#### Metinden Alıntı:
Vahdettin GÜZEL
vahdettinguzell@gmail.com
Kalpler Allah’ı Anarak Yatışır
21/06/2017

Çağımızın en sinsi hastalığı stres, şiddet ve toleranssızlıktır. Oysa kalplerimiz, stresimiz ancak Kuran’ı iyi anlamak ve Allah’a gerçek teslimiyetle yatışır. Dinin sadece helal ve haramlardan ibaret olmadığını, merhametin de, şefkatin de, gerekirse trafikteki kırmızı ışığa uymanın da dinin gereği olduğunu anlarsak, işte o zaman kalplerimiz de daha kolay yatışacaktır.

Kurân-ı Kerim manevi doyumsuzluğun, stres ve toleranssızlığın ilacının Yüce Allah’la yakınlaşma olduğunu söylüyor. “Dikkat ediniz. Kalpler ancak Allah’ı anarak yatışır.” Bunun için “zikir” kelimesini kullanır. Bunu “anmak” olarak tercüme ettik. Aslında boyutları çok daha geniştir bu kavramın. Zikri, sadece anmak cümlesiyle izah haksızlık olur. Ayeti daraltmak olur.

[Bir koleksiyonda saklanan öğeler]
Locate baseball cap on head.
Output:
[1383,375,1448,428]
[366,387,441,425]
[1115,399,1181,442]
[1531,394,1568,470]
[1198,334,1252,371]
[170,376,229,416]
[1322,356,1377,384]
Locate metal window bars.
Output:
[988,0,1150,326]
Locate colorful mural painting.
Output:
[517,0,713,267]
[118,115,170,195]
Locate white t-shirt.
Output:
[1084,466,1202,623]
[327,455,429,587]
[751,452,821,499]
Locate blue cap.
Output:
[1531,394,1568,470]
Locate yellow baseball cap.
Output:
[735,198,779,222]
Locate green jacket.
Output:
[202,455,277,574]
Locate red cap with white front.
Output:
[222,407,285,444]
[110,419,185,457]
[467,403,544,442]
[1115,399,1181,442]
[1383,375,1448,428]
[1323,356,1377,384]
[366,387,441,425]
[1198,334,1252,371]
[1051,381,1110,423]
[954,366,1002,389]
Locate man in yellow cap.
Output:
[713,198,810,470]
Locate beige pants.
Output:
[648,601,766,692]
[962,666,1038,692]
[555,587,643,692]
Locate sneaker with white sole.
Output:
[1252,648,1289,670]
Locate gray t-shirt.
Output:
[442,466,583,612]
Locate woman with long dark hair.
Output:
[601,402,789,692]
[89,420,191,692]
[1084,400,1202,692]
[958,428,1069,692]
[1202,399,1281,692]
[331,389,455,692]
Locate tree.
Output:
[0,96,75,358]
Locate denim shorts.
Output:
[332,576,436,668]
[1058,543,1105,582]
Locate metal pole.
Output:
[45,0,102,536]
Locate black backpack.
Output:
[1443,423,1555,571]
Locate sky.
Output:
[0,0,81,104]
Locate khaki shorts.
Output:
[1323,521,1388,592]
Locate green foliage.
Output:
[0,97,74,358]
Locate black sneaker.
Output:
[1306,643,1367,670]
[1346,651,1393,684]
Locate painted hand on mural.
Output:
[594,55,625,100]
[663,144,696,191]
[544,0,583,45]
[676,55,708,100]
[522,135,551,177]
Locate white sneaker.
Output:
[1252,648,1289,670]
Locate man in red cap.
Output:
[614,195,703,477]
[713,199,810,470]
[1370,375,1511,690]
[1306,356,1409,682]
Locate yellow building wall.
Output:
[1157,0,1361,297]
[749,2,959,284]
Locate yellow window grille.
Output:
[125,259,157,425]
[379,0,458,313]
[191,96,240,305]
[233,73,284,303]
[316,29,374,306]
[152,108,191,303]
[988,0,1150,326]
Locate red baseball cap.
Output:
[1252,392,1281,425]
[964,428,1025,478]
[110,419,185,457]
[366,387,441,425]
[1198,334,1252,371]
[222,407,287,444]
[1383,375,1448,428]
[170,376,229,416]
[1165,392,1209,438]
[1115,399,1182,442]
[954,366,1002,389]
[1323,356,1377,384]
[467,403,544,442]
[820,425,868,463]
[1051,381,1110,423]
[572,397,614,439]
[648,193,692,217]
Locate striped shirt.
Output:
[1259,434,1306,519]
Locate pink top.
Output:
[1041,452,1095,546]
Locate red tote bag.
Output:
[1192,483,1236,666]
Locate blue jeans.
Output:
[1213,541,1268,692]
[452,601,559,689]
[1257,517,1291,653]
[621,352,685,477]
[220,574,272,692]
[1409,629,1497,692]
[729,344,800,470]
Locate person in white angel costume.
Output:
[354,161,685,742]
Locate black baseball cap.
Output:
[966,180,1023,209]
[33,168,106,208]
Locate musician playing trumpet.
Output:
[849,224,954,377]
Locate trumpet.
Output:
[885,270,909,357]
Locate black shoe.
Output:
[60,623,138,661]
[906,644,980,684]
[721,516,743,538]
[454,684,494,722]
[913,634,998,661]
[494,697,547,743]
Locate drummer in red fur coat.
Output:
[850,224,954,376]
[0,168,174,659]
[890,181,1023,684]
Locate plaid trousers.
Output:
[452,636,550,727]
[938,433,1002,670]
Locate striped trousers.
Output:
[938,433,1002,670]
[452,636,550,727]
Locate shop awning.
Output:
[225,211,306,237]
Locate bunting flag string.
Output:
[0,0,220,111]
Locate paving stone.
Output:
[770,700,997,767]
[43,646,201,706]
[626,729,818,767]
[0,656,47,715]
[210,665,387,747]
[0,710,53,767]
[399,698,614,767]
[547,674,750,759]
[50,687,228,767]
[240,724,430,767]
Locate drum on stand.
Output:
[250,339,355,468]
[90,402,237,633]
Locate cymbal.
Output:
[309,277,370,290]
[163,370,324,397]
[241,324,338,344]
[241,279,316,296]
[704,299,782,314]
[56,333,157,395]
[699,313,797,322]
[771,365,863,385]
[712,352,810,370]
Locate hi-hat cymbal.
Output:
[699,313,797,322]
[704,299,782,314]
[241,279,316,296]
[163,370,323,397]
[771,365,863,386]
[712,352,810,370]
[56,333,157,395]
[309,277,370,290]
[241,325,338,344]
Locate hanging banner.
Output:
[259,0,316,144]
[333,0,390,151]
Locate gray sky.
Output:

#### Görev:
Aşağıdaki ifadelerin alıntıyla uyuşup uyuşmadığını belirleyin. Her biri için "evet" ya da "hayır" deyip kararı veren sözleri alıntıdan aynen aktarın.
(a) Çağımızın en sinsi hastalığı stres, şiddet ve toleranssızlık olarak gösterilir.
(b) "Zikir" kavramının "anmak" sözcüğüyle tam olarak karşılandığı söylenir.
(c) Trafikteki kırmızı ışığa uymak dinin gereği arasında sayılır.
Bu verilerin alıntıyla hiçbir ilgisi yoktur.

#### Nihai Sonuç:
(a) Evet: “Çağımızın en sinsi hastalığı stres, şiddet ve toleranssızlıktır.”
(b) Hayır: “Zikri, sadece anmak cümlesiyle izah haksızlık olur.”
(c) Evet: “gerekirse trafikteki kırmızı ışığa uymanın da dinin gereği olduğunu”